Exercise objective:
Please copy out every line in the entries that includes the word "clicks".

• • • • • • •

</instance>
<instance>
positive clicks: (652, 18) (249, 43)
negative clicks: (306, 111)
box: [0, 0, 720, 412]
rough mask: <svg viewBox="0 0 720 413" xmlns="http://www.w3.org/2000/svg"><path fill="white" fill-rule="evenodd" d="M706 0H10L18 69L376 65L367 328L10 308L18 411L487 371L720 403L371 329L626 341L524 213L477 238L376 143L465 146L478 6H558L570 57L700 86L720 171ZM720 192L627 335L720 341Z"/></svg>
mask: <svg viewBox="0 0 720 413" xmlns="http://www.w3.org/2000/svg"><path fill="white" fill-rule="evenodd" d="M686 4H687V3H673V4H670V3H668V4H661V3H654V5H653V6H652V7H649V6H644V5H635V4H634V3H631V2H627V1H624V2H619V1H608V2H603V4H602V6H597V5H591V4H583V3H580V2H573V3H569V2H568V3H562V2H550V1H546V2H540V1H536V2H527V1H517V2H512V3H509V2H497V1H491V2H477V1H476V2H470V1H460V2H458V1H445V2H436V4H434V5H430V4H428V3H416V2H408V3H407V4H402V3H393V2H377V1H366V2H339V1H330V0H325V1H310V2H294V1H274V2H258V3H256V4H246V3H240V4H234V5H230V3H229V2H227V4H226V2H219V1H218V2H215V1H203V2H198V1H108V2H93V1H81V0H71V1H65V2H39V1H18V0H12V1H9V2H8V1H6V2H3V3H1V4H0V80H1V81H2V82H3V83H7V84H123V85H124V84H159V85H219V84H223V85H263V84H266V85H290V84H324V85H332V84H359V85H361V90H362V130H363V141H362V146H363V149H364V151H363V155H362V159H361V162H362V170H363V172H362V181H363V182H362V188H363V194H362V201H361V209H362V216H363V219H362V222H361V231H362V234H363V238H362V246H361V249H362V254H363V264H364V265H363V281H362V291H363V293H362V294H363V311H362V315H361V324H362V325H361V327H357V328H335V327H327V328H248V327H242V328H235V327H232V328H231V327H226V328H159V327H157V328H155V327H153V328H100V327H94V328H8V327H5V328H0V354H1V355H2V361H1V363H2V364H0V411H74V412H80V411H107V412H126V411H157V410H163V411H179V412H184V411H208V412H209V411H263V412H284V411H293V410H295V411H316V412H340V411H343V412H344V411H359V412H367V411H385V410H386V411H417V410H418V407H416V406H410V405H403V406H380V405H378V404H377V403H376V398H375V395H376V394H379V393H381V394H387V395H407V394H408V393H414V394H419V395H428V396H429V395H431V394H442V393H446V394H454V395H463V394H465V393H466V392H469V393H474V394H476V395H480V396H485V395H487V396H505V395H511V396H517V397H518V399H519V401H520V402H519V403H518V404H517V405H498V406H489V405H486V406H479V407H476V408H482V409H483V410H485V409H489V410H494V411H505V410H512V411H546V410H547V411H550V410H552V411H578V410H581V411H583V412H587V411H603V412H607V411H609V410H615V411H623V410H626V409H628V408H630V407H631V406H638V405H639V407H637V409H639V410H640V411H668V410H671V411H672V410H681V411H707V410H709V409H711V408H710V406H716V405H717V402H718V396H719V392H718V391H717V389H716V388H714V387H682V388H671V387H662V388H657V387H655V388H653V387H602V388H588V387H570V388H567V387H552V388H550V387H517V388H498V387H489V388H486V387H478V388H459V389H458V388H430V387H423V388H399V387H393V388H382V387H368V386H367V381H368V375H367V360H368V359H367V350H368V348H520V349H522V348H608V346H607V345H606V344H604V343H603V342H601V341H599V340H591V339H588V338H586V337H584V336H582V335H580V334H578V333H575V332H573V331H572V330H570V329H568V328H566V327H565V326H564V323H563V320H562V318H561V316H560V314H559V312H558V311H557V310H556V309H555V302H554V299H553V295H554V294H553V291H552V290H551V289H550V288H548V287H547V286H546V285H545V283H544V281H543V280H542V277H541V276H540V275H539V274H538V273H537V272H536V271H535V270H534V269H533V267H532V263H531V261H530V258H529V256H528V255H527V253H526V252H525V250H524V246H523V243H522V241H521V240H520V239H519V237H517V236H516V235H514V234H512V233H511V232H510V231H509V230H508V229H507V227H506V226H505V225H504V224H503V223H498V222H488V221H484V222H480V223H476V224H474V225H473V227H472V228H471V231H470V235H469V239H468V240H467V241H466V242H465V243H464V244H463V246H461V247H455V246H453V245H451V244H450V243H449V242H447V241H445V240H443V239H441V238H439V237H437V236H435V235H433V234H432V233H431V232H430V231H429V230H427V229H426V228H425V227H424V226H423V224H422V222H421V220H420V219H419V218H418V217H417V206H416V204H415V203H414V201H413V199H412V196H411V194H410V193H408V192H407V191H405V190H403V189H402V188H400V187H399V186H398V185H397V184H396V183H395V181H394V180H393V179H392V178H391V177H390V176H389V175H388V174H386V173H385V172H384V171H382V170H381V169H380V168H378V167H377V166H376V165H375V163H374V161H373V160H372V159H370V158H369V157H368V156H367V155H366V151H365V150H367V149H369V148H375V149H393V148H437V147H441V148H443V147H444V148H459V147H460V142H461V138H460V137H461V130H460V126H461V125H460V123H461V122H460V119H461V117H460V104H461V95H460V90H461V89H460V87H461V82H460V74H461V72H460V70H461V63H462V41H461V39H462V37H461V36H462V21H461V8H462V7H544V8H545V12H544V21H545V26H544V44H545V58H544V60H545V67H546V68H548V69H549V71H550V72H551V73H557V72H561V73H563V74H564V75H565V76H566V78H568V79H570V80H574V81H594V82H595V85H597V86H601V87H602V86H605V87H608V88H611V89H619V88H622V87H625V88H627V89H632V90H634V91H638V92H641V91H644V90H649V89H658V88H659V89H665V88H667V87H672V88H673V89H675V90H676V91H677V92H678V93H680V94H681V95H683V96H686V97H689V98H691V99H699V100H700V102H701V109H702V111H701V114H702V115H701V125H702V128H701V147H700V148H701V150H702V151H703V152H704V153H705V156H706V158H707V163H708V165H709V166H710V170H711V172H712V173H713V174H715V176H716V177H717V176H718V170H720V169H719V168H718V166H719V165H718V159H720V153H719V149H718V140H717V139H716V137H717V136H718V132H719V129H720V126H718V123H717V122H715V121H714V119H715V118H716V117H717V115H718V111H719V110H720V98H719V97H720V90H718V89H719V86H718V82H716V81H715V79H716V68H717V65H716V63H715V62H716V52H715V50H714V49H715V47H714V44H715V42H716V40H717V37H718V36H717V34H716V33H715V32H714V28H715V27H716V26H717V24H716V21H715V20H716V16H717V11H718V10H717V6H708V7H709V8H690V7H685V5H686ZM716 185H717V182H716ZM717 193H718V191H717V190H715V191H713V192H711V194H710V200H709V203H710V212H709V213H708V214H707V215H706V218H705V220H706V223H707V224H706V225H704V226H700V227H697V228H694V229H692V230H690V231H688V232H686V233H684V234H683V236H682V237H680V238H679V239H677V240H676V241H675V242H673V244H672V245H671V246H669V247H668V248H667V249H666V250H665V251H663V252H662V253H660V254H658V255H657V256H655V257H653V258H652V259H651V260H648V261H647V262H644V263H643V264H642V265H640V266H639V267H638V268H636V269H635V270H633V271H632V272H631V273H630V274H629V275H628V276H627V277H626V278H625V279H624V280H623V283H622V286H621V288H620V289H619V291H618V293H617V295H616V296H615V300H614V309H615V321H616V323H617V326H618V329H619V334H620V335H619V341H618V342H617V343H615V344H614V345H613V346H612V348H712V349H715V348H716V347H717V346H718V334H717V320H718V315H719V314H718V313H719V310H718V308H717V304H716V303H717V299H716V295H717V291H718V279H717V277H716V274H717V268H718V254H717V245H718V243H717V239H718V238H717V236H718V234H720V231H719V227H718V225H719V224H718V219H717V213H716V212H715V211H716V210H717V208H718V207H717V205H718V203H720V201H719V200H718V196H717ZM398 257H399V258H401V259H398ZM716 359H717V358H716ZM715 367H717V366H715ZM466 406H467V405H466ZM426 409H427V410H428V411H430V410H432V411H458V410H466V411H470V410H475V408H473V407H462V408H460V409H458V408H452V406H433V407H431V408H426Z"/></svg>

• • • • • • •

Task result:
positive clicks: (652, 18) (249, 43)
negative clicks: (306, 111)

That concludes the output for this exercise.